■ Required task:
Write out every entry word for word.
[BEGIN Supplied data]
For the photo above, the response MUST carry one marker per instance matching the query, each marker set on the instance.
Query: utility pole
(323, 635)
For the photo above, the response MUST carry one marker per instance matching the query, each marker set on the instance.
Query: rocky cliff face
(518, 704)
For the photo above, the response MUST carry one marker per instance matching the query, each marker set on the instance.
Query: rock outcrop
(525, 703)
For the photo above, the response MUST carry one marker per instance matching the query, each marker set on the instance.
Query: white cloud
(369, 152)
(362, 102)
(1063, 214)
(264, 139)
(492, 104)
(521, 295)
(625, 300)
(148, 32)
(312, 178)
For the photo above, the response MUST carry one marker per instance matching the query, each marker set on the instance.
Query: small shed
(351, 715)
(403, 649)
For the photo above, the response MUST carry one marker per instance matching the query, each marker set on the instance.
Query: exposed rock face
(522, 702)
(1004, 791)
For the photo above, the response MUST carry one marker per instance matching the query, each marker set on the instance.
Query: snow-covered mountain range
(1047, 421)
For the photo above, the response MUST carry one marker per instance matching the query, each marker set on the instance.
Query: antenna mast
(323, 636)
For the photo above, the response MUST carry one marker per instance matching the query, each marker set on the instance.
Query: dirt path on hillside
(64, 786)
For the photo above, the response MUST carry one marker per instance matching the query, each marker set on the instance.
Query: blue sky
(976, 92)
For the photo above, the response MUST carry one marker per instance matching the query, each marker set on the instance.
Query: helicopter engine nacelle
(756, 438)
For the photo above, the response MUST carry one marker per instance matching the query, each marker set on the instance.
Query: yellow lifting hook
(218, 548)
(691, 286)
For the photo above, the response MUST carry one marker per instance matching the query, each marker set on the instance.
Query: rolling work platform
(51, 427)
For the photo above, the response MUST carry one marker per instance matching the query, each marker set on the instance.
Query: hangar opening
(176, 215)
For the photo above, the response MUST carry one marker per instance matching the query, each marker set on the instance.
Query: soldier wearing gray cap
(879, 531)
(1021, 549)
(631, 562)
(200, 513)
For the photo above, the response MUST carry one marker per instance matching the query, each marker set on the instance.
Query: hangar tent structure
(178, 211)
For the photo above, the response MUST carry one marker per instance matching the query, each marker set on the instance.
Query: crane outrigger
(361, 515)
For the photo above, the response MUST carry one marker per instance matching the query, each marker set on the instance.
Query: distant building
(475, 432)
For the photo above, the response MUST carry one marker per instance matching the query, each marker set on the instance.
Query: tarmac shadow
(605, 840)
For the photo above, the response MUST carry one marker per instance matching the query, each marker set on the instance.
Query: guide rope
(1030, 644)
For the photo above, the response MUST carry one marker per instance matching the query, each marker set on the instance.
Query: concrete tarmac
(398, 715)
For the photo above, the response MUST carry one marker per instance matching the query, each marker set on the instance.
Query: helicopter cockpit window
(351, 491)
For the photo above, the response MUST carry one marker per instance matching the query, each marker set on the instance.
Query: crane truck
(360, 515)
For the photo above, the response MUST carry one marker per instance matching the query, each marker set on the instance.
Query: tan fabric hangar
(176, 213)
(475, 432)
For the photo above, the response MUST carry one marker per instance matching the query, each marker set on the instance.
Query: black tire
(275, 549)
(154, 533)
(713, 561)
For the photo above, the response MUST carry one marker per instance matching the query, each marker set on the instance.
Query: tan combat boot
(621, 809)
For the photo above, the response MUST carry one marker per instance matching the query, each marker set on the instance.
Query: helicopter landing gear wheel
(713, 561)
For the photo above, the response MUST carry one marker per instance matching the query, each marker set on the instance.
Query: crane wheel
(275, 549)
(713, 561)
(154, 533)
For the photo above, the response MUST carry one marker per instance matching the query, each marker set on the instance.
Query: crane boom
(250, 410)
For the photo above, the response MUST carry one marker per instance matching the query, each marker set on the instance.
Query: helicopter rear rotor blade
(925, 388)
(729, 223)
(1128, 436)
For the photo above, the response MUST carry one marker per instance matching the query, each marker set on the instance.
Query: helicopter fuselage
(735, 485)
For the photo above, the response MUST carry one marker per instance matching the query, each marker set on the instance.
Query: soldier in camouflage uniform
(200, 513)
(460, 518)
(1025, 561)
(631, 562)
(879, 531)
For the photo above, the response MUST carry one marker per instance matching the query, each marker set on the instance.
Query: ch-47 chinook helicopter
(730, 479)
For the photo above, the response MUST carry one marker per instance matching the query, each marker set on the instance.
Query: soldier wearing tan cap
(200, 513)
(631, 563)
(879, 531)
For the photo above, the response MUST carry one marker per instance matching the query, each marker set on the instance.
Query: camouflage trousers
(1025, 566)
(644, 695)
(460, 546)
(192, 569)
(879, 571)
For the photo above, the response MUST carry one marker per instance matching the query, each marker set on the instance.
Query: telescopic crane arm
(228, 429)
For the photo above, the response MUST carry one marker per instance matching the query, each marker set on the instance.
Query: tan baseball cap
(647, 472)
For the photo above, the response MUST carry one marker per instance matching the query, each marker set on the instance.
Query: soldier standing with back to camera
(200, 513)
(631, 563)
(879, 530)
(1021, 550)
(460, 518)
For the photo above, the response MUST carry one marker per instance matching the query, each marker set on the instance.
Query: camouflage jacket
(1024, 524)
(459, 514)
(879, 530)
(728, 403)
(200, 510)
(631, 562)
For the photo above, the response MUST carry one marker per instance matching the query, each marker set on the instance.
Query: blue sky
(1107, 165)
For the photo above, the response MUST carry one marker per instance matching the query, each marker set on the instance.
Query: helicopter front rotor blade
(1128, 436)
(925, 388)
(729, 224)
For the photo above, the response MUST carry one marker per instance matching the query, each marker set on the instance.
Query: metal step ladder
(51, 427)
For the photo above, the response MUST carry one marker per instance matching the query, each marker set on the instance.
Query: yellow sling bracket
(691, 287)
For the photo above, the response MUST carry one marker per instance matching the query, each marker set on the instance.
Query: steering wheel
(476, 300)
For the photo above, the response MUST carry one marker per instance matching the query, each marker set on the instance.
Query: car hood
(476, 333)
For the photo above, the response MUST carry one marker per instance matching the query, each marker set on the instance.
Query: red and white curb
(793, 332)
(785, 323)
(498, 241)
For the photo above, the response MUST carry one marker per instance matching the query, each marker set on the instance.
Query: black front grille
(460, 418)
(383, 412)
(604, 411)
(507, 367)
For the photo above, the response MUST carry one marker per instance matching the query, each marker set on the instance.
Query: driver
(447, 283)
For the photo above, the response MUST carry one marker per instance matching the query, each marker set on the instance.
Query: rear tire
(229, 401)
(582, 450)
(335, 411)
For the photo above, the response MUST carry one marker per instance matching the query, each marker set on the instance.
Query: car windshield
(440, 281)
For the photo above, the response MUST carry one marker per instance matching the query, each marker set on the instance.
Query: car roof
[END Supplied data]
■ The response:
For the photo above, the response MUST carry one marker per instance matching the query, each marker set on the instance.
Query: utility pole
(323, 635)
For the photo above, the response MUST carry one marker per instance matching the query, each marker set on the instance.
Query: rocky cliff face
(518, 704)
For the photo above, the response MUST carry one marker per instance matching the query, each marker set on the instance.
Query: rock outcrop
(525, 703)
For the photo above, the response MUST carry one marker per instance matching the query, each marker set on the instance.
Query: white cloud
(369, 152)
(362, 102)
(1063, 214)
(264, 139)
(492, 104)
(521, 295)
(625, 300)
(148, 32)
(312, 178)
For the photo above, the response MUST carry one marker per instance matching the query, each marker set on the instance.
Query: small shed
(351, 715)
(403, 649)
For the photo above, the response MUST carry one marker per instance matching the query, each marker set on the instance.
Query: exposed rock face
(522, 702)
(1004, 791)
For the photo above, the response MUST carry one marker per instance matching the query, each marker set on the instance.
Query: snow-covered mountain range
(1047, 421)
For the photo above, the response MUST carry one marker per instance matching the query, each marker set on the instance.
Query: antenna mast
(323, 636)
For the photo above, the response MUST carry one marker per instance matching the query, each marker set on the instance.
Query: dirt path on hillside
(64, 786)
For the photo above, the response MUST carry one marker per instance matching the query, each marker set on the instance.
Query: blue sky
(976, 92)
For the photo above, the response MUST carry one marker per instance matching the query, each marker set on the instance.
Query: helicopter engine nacelle
(756, 438)
For the photo above, the response MUST carry one marker per instance matching the query, each marker set on the instance.
Query: yellow lifting hook
(218, 548)
(691, 286)
For the photo above, the response MUST carry one marker per instance matching the query, each marker set on the instance.
Query: rolling work platform
(51, 427)
For the photo above, the response MUST carry one marker per instance matching the query, each marker set on the instance.
Query: hangar opening
(176, 215)
For the photo above, the response MUST carry one marker per instance matching the query, each marker set on the instance.
Query: soldier wearing gray cap
(879, 531)
(1021, 549)
(631, 562)
(200, 513)
For the photo above, the response MUST carry one marker per instance matching the query, each marker set on the instance.
Query: hangar tent structure
(178, 211)
For the photo above, the response MUST carry one marker per instance matching the query, each marker set on the instance.
Query: crane outrigger
(361, 515)
For the photo above, the response MUST carry one marker per instance matching the query, each marker set on the instance.
Query: distant building
(475, 432)
For the photo above, the response MUST carry one marker per instance matching the query, each marker set on the instance.
Query: tarmac shadow
(605, 840)
For the photo above, the response MUST carry one marker per instance matching the query, each marker set on the instance.
Query: guide rope
(1030, 644)
For the photo above, the response MUST carry one marker per instance matching the query, each marker set on the instance.
Query: concrete tarmac
(398, 715)
For the photo above, the response MUST carry one marker per instance matching the query, each marker set on the instance.
Query: helicopter cockpit window
(351, 491)
For the photo above, the response MUST carry one marker per instance matching the query, each marker set on the instance.
Query: crane truck
(360, 515)
For the photo above, the response MUST carry one marker per instance matching the query, each marker set on the instance.
Query: tan fabric hangar
(176, 213)
(475, 432)
For the photo above, the response MUST carry one marker per instance matching the query, each marker set on the instance.
Query: black tire
(275, 549)
(154, 533)
(713, 561)
For the photo above, the response MUST carry one marker per instance matching the query, each marker set on the instance.
Query: tan combat boot
(621, 809)
For the photo above, the response MUST carry one marker per instance matching the query, each marker set on the instance.
Query: helicopter landing gear wheel
(713, 561)
For the photo above, the response MUST carry one marker per instance matching the query, each marker set on the instance.
Query: crane wheel
(275, 549)
(713, 561)
(154, 533)
For the photo above, the response MUST carry one marker per instance matching the query, each marker set on the instance.
Query: crane boom
(250, 410)
For the photo above, the response MUST carry one marker per instance matching the query, each marker set on the instance.
Query: helicopter rear rotor blade
(925, 388)
(729, 223)
(1128, 436)
For the photo above, the response MUST carry one marker per instance matching the query, each marker set on the instance.
Query: helicopter fuselage
(735, 485)
For the photo above, the response MUST carry one marker per instance matching the query, each marker set on the instance.
Query: soldier in camouflage uniform
(200, 513)
(460, 518)
(1025, 561)
(631, 562)
(879, 531)
For the photo above, the response MUST carry one marker per instance matching the query, each marker set on the instance.
Query: ch-47 chinook helicopter
(730, 479)
For the photo above, the response MUST carry one marker per instance matching the query, each marker set on the instance.
Query: soldier wearing tan cap
(200, 513)
(631, 563)
(879, 531)
For the photo above, the response MUST carry one marker per instance matching the query, each marker set on the instance.
Query: camouflage trousers
(1025, 566)
(644, 695)
(460, 546)
(192, 569)
(879, 571)
For the photo above, the response MUST carry one marker per instance matching the query, each marker set on the instance.
Query: telescopic crane arm
(228, 429)
For the photo above, the response MUST carry one marker per instance matching the query, each marker set on the instance.
Query: tan baseball cap
(647, 472)
For the photo above, the response MUST carry one marker per instance matching the query, each marker set on the instance.
Query: soldier standing with back to camera
(200, 513)
(631, 563)
(879, 530)
(1021, 550)
(460, 518)
For the photo above, the response MUST carry one marker per instance matching the query, each marker set on the instance.
Query: camouflage jacket
(1024, 524)
(459, 514)
(879, 530)
(728, 403)
(200, 510)
(631, 562)
For the photo above, the response MUST carry one marker per instance matching the query, each marker set on the instance.
Query: blue sky
(1107, 165)
For the photo above, the response MUST carry one marker per instance matching the query, each marker set on the instance.
Query: helicopter front rotor blade
(1128, 436)
(925, 388)
(729, 224)
For the photo above, the response MUST carry one marker per instance matching the query, each marker set on the instance.
Query: metal step ladder
(51, 427)
For the photo above, the response MUST carry one marker per instance matching the query, each marker set on the instance.
Query: yellow sling bracket
(691, 287)
For the photo above, the response MUST carry one marker per instance matching the query, each marker set on the instance.
Query: steering wheel
(476, 300)
For the photo above, the response MUST carry one marker per instance matching the query, each marker set on the instance.
Query: car hood
(476, 333)
For the photo above, the response MUST carry one marker per instance matching the query, each marker set on the instance.
Query: red and white curb
(793, 332)
(785, 323)
(498, 241)
For the photo above, the response MUST carry one marker per instance matching the query, each marker set on the instance.
Query: black front grille
(460, 418)
(383, 412)
(604, 411)
(507, 367)
For the photo above, the response MUST carry one marker per instance matching the query, each marker set on the instance.
Query: driver
(447, 283)
For the photo above, the response MUST carry one marker per instance matching the query, each marker set on the instance.
Query: rear tire
(229, 401)
(582, 450)
(335, 411)
For the photo above, the response MUST carry one marker per instance matching the query, each marker set on the instance.
Query: car windshield
(440, 281)
For the photo above, the response MUST carry one marker per instance matching the query, each marker set on the instance.
Query: car roof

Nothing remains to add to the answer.